_REQUIRED ACTION_:
The pictures are to be dropped, and the records below are to be restated word for word.

[DATA FOR THIS TASK — start]

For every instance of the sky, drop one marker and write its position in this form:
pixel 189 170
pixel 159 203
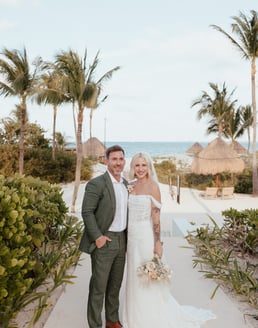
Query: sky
pixel 167 51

[DATA FOR THIS TASK — finish]

_RESPONSE BELOW_:
For every instance of the sky, drop one marker and write its position in this form:
pixel 189 170
pixel 159 203
Query: sky
pixel 167 51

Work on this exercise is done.